[Saved data entries]
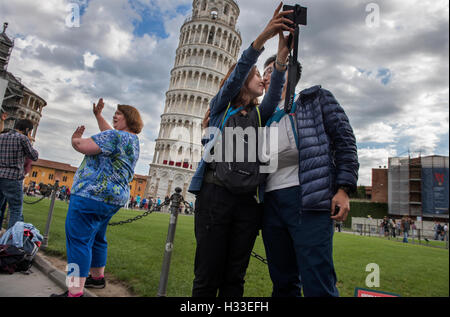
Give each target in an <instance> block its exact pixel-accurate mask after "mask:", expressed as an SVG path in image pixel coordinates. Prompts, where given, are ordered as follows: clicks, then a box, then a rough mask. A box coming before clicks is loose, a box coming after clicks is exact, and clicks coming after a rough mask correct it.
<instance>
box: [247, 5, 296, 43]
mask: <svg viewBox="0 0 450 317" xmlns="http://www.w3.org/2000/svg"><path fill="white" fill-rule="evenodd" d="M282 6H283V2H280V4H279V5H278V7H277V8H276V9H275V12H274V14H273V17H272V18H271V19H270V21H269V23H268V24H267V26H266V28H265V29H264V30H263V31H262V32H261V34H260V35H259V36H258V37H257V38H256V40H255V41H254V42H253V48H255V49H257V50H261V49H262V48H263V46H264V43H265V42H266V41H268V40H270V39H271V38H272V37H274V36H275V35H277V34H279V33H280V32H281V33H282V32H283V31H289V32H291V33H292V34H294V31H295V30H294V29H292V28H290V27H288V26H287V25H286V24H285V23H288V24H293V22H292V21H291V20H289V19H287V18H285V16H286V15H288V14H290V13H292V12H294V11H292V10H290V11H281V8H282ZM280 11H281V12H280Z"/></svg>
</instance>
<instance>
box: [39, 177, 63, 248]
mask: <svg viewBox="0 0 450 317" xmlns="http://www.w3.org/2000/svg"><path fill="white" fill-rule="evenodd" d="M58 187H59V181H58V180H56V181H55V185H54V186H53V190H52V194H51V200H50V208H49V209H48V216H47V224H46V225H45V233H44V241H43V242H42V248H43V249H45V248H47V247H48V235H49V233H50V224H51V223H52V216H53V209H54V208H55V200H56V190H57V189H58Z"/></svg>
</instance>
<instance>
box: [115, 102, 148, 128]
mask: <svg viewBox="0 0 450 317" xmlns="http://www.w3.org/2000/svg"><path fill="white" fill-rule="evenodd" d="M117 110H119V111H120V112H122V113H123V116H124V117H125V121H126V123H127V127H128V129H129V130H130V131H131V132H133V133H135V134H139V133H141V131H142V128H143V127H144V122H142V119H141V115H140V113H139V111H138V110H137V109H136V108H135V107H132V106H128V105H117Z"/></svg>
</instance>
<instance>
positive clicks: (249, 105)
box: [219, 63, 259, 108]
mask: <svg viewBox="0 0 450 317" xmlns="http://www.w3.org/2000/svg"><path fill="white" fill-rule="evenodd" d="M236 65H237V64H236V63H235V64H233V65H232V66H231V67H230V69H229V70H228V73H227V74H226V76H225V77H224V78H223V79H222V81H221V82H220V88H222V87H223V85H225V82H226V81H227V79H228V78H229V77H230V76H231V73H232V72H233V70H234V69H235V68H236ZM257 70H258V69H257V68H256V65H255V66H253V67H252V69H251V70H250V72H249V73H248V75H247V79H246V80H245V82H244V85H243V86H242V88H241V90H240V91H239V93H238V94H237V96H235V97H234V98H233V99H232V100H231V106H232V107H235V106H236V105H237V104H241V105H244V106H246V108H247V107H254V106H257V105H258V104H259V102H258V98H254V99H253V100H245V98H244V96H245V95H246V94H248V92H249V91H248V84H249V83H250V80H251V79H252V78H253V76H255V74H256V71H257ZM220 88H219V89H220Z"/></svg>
---
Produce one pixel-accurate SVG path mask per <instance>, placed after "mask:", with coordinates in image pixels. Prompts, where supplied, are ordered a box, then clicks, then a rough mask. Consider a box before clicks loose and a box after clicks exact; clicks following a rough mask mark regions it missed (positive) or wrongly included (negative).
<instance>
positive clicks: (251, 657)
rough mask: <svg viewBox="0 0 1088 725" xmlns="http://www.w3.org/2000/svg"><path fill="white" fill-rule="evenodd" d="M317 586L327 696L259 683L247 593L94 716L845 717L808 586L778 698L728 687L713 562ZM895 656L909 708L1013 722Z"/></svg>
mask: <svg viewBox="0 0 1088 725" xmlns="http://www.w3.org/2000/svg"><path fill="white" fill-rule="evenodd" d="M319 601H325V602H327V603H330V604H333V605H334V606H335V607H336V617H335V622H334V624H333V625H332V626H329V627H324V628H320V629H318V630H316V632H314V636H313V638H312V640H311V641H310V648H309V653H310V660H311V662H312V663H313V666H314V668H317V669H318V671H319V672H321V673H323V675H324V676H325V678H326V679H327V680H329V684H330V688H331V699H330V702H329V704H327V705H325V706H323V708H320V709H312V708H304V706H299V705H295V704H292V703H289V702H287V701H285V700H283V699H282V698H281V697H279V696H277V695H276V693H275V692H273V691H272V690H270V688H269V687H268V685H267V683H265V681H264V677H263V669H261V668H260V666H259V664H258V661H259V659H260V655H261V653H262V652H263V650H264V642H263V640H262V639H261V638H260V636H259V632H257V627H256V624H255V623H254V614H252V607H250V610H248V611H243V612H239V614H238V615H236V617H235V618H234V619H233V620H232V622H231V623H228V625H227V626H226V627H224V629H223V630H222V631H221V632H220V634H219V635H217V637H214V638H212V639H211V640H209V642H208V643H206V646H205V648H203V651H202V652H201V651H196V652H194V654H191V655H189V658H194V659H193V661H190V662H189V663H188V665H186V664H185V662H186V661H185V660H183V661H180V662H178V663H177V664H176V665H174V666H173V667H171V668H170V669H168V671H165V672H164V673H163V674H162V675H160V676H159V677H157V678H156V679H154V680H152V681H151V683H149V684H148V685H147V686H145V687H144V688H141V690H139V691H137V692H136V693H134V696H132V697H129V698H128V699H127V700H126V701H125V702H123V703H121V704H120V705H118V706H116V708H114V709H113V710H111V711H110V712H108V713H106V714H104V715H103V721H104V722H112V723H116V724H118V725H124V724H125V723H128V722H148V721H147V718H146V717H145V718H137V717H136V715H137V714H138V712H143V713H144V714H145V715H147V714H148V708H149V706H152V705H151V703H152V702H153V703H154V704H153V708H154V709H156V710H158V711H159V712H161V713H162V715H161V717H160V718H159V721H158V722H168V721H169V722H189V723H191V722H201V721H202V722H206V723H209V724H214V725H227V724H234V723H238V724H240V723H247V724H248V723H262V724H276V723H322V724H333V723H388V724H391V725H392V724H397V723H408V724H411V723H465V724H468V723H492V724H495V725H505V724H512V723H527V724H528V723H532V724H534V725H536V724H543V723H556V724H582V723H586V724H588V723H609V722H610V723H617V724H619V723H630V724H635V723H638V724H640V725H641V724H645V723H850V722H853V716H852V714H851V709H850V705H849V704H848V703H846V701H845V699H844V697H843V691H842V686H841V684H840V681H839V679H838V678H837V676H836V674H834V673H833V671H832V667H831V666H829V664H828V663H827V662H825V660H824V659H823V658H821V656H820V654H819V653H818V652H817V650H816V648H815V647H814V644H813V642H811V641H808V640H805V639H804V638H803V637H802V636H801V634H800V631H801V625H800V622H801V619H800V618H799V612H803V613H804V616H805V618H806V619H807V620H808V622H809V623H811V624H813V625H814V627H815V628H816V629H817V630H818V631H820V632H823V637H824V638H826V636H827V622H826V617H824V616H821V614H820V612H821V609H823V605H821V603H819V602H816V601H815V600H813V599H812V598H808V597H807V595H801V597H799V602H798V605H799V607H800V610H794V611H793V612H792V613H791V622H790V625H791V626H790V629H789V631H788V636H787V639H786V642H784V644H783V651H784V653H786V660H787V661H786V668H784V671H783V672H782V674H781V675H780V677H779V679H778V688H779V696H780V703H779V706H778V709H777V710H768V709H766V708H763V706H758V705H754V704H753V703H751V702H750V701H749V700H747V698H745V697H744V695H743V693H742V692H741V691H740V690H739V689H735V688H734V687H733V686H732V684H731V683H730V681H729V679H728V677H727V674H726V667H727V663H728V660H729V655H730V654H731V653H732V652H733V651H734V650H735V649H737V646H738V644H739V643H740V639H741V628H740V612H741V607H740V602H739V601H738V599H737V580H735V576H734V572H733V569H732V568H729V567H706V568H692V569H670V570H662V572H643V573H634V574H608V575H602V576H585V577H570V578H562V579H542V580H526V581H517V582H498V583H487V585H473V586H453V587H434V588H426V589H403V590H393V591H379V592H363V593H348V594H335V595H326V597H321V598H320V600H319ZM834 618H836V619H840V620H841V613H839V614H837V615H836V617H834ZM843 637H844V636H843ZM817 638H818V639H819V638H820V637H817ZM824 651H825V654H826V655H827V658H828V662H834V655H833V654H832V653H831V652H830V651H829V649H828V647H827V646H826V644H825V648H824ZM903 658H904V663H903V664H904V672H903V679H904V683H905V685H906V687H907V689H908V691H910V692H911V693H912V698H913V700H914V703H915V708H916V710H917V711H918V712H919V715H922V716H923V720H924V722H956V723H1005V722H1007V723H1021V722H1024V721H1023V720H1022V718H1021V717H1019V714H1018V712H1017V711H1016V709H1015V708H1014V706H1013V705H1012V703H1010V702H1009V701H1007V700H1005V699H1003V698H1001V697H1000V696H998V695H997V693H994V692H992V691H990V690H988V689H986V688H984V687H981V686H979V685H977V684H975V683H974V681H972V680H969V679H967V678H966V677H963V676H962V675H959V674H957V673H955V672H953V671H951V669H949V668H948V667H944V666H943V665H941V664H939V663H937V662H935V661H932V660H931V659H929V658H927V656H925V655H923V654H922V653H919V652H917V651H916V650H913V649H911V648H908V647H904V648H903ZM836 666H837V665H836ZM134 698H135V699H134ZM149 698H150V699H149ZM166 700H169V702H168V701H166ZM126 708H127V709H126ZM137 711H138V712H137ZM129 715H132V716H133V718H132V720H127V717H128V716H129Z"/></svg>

▶ _Activity_
Copy word for word the lines beginning with the one containing "Produce one pixel-accurate" and continuing through the one containing "rough mask: <svg".

▶ _Solved exercise_
Produce one pixel-accurate SVG path mask per <instance>, placed after "mask:", with coordinates in image pixels. Prompts, where supplied, are ordered a box, then clicks, then a rough mask. Consider a box before clicks loose and a box after clicks exact; clicks following a rough mask mark regions it missed (positive) or wrongly included (negative).
<instance>
positive clicks: (251, 657)
rough mask: <svg viewBox="0 0 1088 725" xmlns="http://www.w3.org/2000/svg"><path fill="white" fill-rule="evenodd" d="M317 586L327 696L259 683L247 593L94 716L845 717L808 586L778 698L728 687L713 562ZM895 656L909 708L1013 722Z"/></svg>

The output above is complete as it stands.